DIRECTION → Please output the lines shown below exactly as they appear.

INFORMATION GIVEN →
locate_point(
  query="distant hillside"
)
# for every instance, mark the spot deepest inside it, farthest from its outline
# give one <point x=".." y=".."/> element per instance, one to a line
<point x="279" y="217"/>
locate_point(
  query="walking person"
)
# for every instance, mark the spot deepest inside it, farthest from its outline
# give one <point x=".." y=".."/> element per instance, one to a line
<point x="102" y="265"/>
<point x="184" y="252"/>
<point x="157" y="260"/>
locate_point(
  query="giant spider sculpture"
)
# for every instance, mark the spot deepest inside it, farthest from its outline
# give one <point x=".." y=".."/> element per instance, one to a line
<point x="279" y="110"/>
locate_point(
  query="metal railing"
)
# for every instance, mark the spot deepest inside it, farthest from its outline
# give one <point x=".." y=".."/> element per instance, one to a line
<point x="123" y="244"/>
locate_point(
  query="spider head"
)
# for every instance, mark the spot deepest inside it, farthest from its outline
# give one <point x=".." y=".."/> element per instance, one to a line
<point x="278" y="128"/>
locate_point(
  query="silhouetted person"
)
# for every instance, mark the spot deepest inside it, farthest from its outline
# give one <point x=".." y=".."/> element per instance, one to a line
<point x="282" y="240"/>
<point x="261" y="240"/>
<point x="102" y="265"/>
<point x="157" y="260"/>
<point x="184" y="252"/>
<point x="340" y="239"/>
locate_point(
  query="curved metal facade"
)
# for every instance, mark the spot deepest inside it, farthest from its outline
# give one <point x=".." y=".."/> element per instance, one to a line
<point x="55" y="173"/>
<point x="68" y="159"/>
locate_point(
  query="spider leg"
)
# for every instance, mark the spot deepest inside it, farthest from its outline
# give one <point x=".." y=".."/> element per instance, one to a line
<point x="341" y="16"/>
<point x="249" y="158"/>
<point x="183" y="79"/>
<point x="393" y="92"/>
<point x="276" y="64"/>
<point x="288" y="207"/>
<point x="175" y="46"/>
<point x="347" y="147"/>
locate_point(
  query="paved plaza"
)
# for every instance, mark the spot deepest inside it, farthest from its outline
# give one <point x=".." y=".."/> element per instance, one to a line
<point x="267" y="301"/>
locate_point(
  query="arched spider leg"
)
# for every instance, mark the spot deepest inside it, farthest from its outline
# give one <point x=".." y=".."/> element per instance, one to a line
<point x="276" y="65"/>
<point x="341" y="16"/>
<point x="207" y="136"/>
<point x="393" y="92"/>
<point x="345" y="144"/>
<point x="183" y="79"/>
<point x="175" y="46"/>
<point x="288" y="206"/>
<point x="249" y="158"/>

RESPONSE FOR THIS EXERCISE →
locate_point(
  query="distant hillside"
)
# for every instance, mark the spot deepest inside it, farthest from its outline
# give one <point x=".." y=".."/> element per instance, one to a line
<point x="279" y="217"/>
locate_point(
  query="walking person"
)
# for every instance, mark the spot deepest inside it, farthest from its outline
# give one <point x=".." y=".."/> element per instance, one to a line
<point x="102" y="265"/>
<point x="184" y="252"/>
<point x="157" y="260"/>
locate_point(
  query="giant spider sculpture"
)
# for every instance, mark the spot deepest inside it, farthest from its outline
# give one <point x=".." y=".."/> element per instance, one to a line
<point x="279" y="110"/>
locate_point(
  query="metal railing"
)
# for every instance, mark the spot deepest inside it, farthest from its outline
# give one <point x=".." y=".."/> element per instance, one to a line
<point x="123" y="244"/>
locate_point(
  query="spider head"
)
# for every instance, mark the spot deepest inside it, farthest from its outline
# give one <point x=".." y=".."/> element per instance, one to a line
<point x="278" y="128"/>
locate_point(
  query="silhouetted person"
)
# for every instance, mark the spot deepest inside it, farthest from its outline
# give one <point x=".." y=".."/> element per instance, one to a line
<point x="282" y="240"/>
<point x="261" y="240"/>
<point x="102" y="265"/>
<point x="157" y="260"/>
<point x="184" y="252"/>
<point x="340" y="239"/>
locate_point(
  query="curved metal facade"
)
# for every instance, mark the spot deepest inside it, farthest from its outline
# give one <point x=".." y=".."/> element per instance, one to a line
<point x="55" y="173"/>
<point x="68" y="159"/>
locate_point(
  query="spider leg"
)
# for every instance, mark the spot deepest inside it, farthest from its outline
# give one <point x=".." y=".."/> element per instance, one to a line
<point x="341" y="16"/>
<point x="249" y="158"/>
<point x="183" y="79"/>
<point x="393" y="92"/>
<point x="276" y="64"/>
<point x="288" y="207"/>
<point x="175" y="46"/>
<point x="347" y="147"/>
locate_point(
  query="paved plaza"
)
# for every instance, mark the spot deepest inside it, farthest from its outline
# give one <point x=".." y=".."/> element per instance, one to a line
<point x="267" y="301"/>
locate_point(
  query="arched spider leg"
)
# for every instance, mark the spot deepest inside it, farthest from its outline
# give one <point x=".." y=".."/> element per instance, one to a line
<point x="276" y="65"/>
<point x="341" y="16"/>
<point x="207" y="136"/>
<point x="393" y="92"/>
<point x="345" y="144"/>
<point x="183" y="79"/>
<point x="175" y="46"/>
<point x="288" y="206"/>
<point x="249" y="158"/>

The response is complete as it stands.